Please rewrite every line in the stretch from the line containing "For every instance of the twig" through the end of the records, adding 70 to each coordinate in the answers and leaving all other text unchanged.

═══ Dataset records ═══

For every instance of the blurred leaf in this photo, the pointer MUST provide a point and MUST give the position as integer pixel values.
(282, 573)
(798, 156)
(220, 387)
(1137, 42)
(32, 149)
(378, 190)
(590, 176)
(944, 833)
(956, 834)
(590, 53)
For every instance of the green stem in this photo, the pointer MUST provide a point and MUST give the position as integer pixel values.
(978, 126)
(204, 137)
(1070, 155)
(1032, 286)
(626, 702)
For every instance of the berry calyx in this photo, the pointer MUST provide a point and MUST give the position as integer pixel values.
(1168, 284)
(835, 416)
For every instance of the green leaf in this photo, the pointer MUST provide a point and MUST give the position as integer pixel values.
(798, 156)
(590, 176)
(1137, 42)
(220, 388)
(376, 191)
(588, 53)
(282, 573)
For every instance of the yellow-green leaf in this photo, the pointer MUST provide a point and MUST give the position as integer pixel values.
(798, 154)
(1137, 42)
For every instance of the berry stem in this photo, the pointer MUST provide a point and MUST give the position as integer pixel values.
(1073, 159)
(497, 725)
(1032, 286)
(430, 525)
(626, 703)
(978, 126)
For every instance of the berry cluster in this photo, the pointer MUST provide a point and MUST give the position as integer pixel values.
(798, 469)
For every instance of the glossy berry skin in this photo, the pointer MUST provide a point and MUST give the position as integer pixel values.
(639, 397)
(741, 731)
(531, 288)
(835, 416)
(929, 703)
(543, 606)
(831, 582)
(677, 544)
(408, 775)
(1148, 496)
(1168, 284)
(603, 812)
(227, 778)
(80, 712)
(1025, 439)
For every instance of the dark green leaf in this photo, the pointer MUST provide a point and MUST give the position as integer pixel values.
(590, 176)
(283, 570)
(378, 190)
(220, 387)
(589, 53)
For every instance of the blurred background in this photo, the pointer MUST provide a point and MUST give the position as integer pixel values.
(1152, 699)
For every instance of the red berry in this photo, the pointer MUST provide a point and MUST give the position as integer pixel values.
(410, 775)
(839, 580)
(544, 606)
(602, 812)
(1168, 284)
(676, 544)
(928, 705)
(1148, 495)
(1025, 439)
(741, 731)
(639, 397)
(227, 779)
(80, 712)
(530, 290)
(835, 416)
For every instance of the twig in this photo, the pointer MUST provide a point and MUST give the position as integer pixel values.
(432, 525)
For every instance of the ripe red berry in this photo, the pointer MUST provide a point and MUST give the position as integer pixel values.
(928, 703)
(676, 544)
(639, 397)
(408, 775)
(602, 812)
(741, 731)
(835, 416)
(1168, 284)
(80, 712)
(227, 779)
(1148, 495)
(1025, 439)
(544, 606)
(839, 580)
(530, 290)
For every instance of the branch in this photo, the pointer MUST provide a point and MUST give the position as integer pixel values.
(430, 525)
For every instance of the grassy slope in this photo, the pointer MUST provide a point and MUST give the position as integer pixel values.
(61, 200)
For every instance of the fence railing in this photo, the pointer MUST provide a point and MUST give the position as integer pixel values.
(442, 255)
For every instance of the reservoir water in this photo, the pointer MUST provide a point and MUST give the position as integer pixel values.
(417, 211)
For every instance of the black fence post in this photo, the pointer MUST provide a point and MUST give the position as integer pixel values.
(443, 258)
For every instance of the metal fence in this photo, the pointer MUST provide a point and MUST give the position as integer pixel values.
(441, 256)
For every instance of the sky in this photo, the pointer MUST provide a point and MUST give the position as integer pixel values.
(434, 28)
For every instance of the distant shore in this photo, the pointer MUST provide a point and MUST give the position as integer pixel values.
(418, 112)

═══

* Answer to this task *
For every instance of the twig in this photo, the pointer MUST provide a point and MUST give the position as integer pixel values.
(502, 595)
For every instance of the ripe red berry in this photo, the pointer MUST provide a point and MUST give the position as integer pixel values.
(998, 773)
(746, 614)
(709, 467)
(478, 845)
(672, 882)
(811, 801)
(905, 486)
(1238, 354)
(150, 782)
(297, 849)
(1218, 565)
(1095, 509)
(614, 676)
(909, 650)
(600, 360)
For every instance of the branch in this photo, the pointer MUST provide a point and MUST give the position as integer pixel values.
(500, 595)
For every instance of the grassy slope in this photo, the pointer MUST provide a point and MUST give the position as integer pixel values.
(131, 270)
For every instance of the fence railing in this photo, the pointer MUST provide a point and MUST give the position as integer pixel values.
(512, 325)
For every instance of the reservoir water in this photo, the pointer MUST provide a point and MUST give the position as integer pixel values.
(487, 281)
For every instance of the black fence post in this photo, the pointer MUST provide a point and MUST give the position as integer pixel values.
(513, 328)
For every instance of the metal fence in this photo, the pointer MUST provide a point and MUST give the position as integer pixel values.
(511, 326)
For every instance of the sky in this photo, the pointer MUST provide a point and MUST give the position as integer pixel values.
(504, 98)
For every instance of the distant shore in this photo, the pointer MUST provide a point and MUST give the position as integer pixel values.
(488, 182)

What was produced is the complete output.